▸ REQUIRED TASK:
Convert the data below into a numbered list, omitting any blank lines.
═════ MATERIAL ═════
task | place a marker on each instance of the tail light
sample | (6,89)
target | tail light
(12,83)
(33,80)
═════
▸ RIGHT ANSWER:
1. task | place a marker on each instance of the tail light
2. sample | (6,89)
3. target | tail light
4. (12,83)
5. (33,80)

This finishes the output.